* [What to produce] Pick out every line below that contains the word "jacket", and copy each one in full. Matching is case-sensitive.

* [Record excerpts]
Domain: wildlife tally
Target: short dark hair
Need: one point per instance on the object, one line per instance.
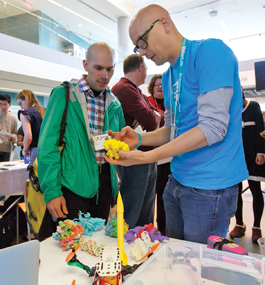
(132, 62)
(5, 97)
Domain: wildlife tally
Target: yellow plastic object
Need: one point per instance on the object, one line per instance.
(120, 236)
(113, 147)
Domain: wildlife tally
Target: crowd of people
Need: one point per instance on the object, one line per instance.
(191, 125)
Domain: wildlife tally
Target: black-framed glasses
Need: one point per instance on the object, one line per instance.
(141, 43)
(20, 103)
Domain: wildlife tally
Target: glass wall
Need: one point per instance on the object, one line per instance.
(38, 28)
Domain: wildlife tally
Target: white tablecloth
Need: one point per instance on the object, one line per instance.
(55, 271)
(13, 180)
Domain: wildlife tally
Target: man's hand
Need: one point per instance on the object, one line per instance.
(127, 135)
(25, 152)
(57, 207)
(128, 158)
(260, 159)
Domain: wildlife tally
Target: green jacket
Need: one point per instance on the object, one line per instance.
(77, 169)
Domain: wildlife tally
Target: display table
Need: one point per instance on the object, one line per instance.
(12, 180)
(54, 270)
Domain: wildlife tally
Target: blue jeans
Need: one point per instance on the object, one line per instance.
(195, 214)
(137, 189)
(33, 155)
(4, 156)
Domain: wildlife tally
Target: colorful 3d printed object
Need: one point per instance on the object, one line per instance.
(68, 234)
(153, 233)
(91, 247)
(90, 224)
(143, 246)
(113, 147)
(111, 227)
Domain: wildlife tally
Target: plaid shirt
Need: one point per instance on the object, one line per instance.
(96, 112)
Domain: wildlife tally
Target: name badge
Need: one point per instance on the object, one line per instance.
(99, 141)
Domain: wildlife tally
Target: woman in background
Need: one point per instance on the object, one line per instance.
(31, 119)
(163, 167)
(254, 148)
(20, 136)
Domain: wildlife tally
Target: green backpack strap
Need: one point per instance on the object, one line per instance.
(63, 122)
(33, 176)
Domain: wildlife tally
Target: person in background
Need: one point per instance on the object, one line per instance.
(20, 136)
(138, 181)
(202, 131)
(254, 148)
(78, 178)
(31, 118)
(8, 123)
(163, 167)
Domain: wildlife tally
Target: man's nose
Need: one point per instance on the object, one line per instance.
(142, 52)
(104, 74)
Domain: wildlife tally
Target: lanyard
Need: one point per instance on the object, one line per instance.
(175, 95)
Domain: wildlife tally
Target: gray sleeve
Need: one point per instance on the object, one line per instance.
(169, 118)
(213, 108)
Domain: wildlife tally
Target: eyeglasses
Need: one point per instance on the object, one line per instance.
(141, 43)
(20, 103)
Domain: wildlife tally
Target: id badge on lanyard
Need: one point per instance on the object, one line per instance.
(175, 90)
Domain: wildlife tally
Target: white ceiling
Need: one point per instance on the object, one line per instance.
(235, 18)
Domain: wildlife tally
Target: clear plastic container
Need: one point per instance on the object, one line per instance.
(190, 263)
(27, 158)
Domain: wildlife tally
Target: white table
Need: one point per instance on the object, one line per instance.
(54, 270)
(13, 179)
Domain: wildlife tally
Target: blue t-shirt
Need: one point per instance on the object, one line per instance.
(208, 65)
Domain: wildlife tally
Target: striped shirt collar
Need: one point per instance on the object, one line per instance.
(84, 87)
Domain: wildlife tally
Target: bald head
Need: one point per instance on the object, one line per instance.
(154, 33)
(148, 15)
(99, 47)
(99, 65)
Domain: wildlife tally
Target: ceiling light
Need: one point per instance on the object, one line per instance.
(213, 12)
(108, 30)
(55, 3)
(27, 4)
(224, 26)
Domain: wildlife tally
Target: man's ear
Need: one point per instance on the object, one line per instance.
(85, 64)
(166, 24)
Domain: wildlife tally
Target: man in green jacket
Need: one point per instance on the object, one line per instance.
(80, 178)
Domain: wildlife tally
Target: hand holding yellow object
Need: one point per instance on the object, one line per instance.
(113, 147)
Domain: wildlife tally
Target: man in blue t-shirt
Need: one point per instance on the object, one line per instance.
(202, 127)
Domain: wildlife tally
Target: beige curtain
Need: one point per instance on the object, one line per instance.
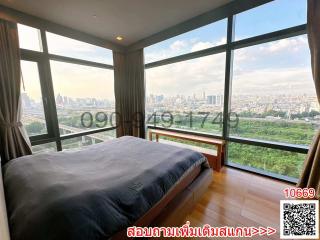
(129, 90)
(310, 176)
(13, 141)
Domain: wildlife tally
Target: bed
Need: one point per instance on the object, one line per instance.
(97, 192)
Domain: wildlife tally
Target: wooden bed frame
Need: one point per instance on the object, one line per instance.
(170, 211)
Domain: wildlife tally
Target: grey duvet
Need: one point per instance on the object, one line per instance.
(92, 193)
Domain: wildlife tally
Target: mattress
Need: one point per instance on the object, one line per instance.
(91, 193)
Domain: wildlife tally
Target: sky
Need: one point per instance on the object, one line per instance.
(270, 68)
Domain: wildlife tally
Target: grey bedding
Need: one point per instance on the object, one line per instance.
(92, 193)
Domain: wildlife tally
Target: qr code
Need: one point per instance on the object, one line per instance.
(299, 219)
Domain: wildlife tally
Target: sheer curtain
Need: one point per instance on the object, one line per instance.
(13, 139)
(130, 93)
(310, 176)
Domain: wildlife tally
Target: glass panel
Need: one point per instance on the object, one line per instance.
(33, 116)
(29, 38)
(68, 47)
(87, 140)
(270, 17)
(201, 38)
(273, 92)
(269, 160)
(187, 95)
(44, 148)
(84, 97)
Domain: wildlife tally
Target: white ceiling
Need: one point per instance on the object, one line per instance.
(132, 19)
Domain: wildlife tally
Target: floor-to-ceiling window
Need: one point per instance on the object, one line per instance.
(67, 91)
(271, 110)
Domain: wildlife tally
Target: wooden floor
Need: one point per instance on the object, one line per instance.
(236, 198)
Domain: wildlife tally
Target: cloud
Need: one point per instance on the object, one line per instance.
(280, 67)
(201, 45)
(178, 45)
(188, 77)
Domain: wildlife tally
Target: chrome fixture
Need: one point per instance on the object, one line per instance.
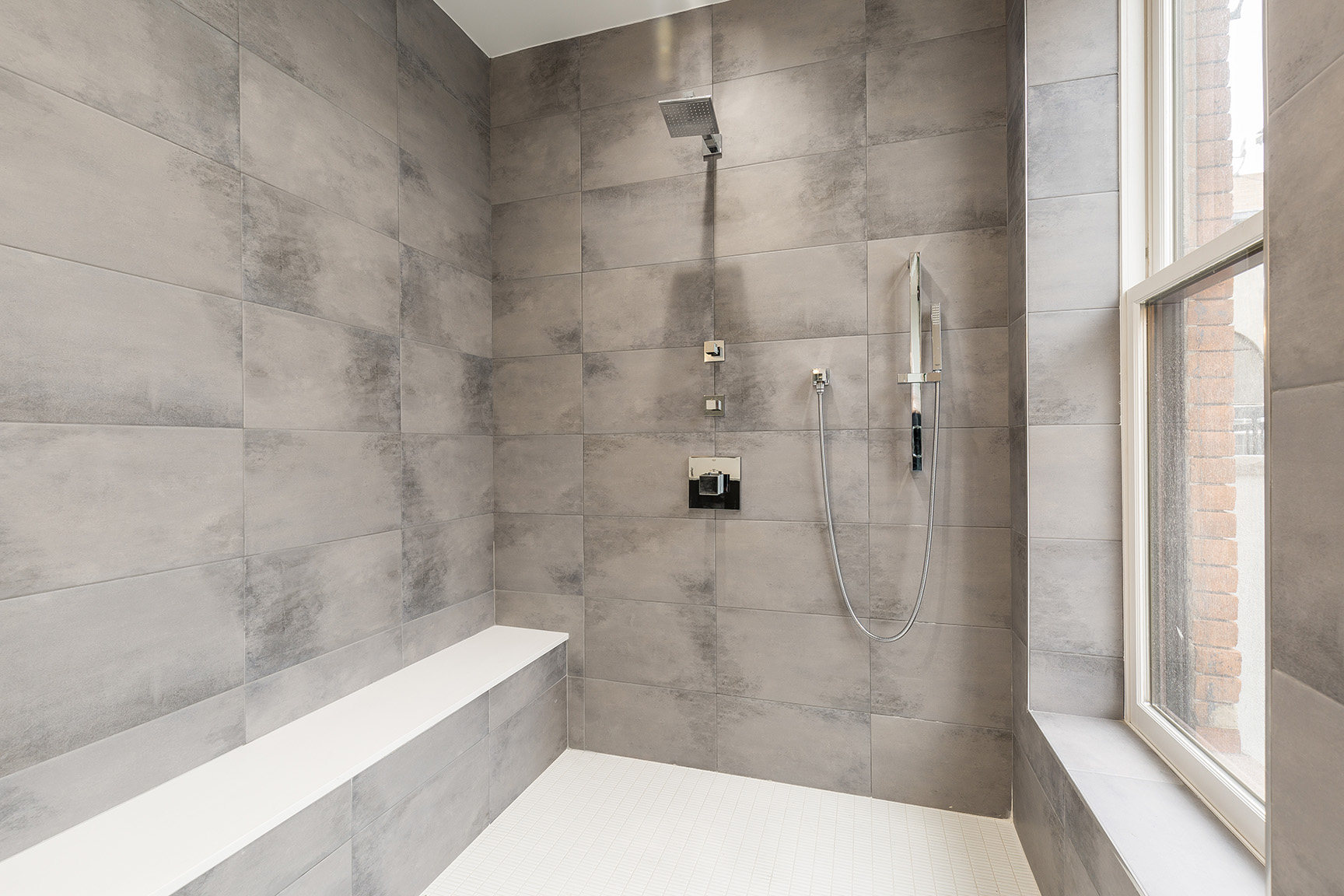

* [Answer to the task]
Target: green jacket
Target: man in green jacket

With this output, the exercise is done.